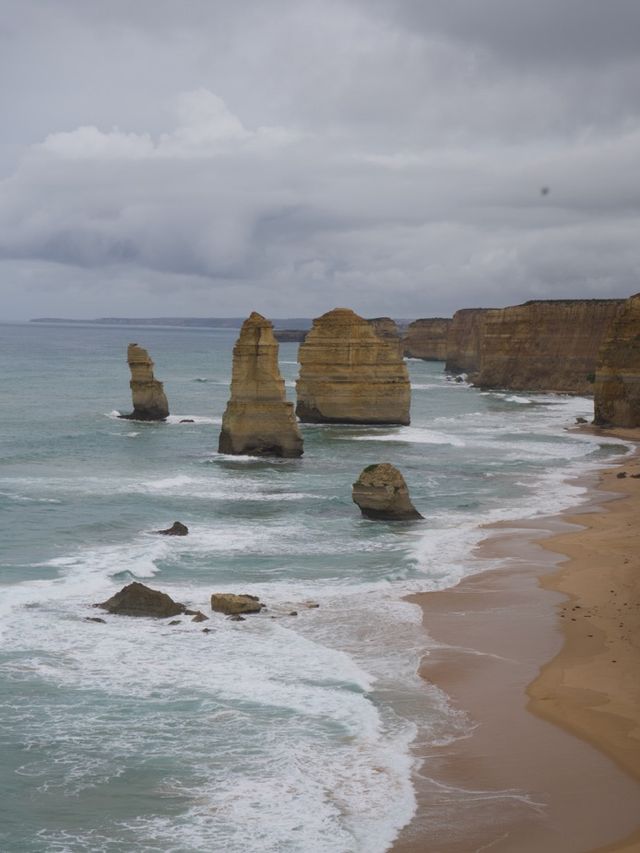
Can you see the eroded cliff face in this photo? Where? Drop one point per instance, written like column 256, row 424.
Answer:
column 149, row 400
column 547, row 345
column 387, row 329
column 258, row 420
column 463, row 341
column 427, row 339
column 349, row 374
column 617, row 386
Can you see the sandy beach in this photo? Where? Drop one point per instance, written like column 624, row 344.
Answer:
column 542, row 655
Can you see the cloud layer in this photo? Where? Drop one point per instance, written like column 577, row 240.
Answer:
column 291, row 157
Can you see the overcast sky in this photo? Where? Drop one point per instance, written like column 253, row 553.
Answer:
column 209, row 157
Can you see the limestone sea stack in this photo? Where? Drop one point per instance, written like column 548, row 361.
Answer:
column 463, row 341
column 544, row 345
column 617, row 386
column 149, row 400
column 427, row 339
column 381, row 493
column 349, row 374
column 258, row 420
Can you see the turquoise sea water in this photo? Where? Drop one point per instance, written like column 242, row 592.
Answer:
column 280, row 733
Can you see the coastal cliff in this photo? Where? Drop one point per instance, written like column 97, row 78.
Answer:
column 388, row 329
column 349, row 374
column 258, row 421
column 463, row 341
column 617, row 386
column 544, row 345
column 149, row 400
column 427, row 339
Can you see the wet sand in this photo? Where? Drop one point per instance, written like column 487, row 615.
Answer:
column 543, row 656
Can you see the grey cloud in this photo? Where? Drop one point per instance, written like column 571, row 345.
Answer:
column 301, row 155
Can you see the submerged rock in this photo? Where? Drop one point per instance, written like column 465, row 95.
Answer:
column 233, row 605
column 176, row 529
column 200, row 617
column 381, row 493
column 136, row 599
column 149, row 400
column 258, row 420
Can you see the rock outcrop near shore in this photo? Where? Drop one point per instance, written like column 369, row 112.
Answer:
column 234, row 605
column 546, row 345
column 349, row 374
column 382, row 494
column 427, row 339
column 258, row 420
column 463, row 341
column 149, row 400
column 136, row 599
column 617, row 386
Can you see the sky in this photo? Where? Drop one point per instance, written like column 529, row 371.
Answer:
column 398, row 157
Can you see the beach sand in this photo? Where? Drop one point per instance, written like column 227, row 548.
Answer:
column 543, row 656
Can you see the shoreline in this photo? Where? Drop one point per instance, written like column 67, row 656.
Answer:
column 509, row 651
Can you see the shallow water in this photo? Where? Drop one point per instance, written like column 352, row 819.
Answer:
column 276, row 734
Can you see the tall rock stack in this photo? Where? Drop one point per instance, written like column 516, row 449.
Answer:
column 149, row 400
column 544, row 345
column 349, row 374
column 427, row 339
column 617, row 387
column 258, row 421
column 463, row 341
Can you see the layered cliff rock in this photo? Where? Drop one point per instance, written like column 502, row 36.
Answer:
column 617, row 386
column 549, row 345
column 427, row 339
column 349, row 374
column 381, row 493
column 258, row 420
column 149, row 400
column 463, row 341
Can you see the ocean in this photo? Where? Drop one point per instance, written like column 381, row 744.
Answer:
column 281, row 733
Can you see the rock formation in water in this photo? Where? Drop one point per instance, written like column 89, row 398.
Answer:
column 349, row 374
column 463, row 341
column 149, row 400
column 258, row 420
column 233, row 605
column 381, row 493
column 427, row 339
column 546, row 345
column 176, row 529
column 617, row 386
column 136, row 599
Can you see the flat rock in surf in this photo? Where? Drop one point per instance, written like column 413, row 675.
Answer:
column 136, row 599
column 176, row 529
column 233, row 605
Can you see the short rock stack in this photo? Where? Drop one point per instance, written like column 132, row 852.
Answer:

◆ **Task requirements**
An exact reprint of every record is required, with the pictures omitted.

◆ **Task response**
Can you see the eroded cliff face in this photo? Where? Drop one point per instance, written like column 256, row 424.
Answer:
column 149, row 400
column 547, row 345
column 387, row 329
column 258, row 420
column 463, row 341
column 427, row 339
column 349, row 374
column 617, row 386
Can you see the sandy beach in this photo? Where? Drop one point per instance, written like column 624, row 344.
Answer:
column 542, row 655
Can you see the cloud layer in this photo? Where? Drop one point per instance, written like column 577, row 240.
Answer:
column 291, row 157
Can you see the overcast sky in this photo? Where? Drop one point per instance, written like column 253, row 553.
Answer:
column 209, row 157
Can you see the limestone sea stack in this photo? Where? Drop one point per instance, written like column 548, row 361.
Answer:
column 463, row 341
column 544, row 345
column 617, row 386
column 149, row 400
column 427, row 339
column 381, row 493
column 349, row 374
column 258, row 420
Can you see the turquoise sea water in this photo? Where? Drop one point per instance, written like column 242, row 592.
Answer:
column 280, row 733
Can you see the coastal cliff in this photo? Where? Drop one point per instance, written like column 97, row 78.
Answer:
column 388, row 329
column 349, row 374
column 258, row 421
column 463, row 341
column 617, row 386
column 544, row 345
column 149, row 400
column 427, row 339
Can you see the wet sand in this photo? Where? Drop one point per instance, written like column 487, row 615.
Answer:
column 543, row 656
Can you see the grey cloud in this photo? Where? Drop one point per instance, written like column 571, row 345.
Answer:
column 301, row 155
Can you see the submerged rock in this photo? Where? Drop one point per instance, written like column 465, row 95.
Answer:
column 233, row 605
column 176, row 529
column 200, row 617
column 381, row 493
column 136, row 599
column 149, row 400
column 258, row 420
Can you see the rock outcrop near shore in this photo? Where? Drop one point per instance, written like column 369, row 112.
Answer:
column 234, row 605
column 546, row 345
column 349, row 374
column 382, row 494
column 427, row 339
column 258, row 420
column 463, row 341
column 149, row 400
column 136, row 599
column 617, row 386
Can you see the sky in this photo? Where? Drop one point per instance, written like column 529, row 371.
Answer:
column 398, row 157
Can you see the beach sand in this photo? Where? Drop one point per instance, written like column 227, row 548.
Answer:
column 543, row 656
Can you see the shoreline in this photo? Where? Drop one point per instance, written like column 67, row 656.
Answer:
column 509, row 651
Can you see the shallow water in this photo? Where? Drop one point per instance, written like column 352, row 819.
Answer:
column 276, row 734
Can you see the tall rock stack in this photo? Where? Drop one point per instance, written like column 516, row 449.
Answer:
column 149, row 400
column 544, row 345
column 349, row 374
column 427, row 339
column 617, row 387
column 258, row 421
column 463, row 341
Can you see the layered cliff rock in this photo? Where? Drop one point per instance, written like column 502, row 36.
Answer:
column 617, row 386
column 549, row 345
column 427, row 339
column 349, row 374
column 381, row 493
column 258, row 420
column 149, row 400
column 463, row 341
Can you see the ocean in this photo? Where? Drop one point per instance, written like column 381, row 744.
Answer:
column 281, row 733
Can you see the rock formation in water in this photo? Where? Drop one point per instance, written like column 89, row 398.
Answer:
column 349, row 374
column 463, row 341
column 149, row 400
column 258, row 420
column 233, row 605
column 381, row 493
column 427, row 339
column 546, row 345
column 176, row 529
column 617, row 386
column 136, row 599
Can you see the flat rock in surf in this photo? Where? Drop one point per instance, written like column 413, row 675.
Answer:
column 136, row 599
column 176, row 529
column 233, row 605
Can you see the short rock stack in this photo? Where? Drop one point per instance, written like column 132, row 852.
Answer:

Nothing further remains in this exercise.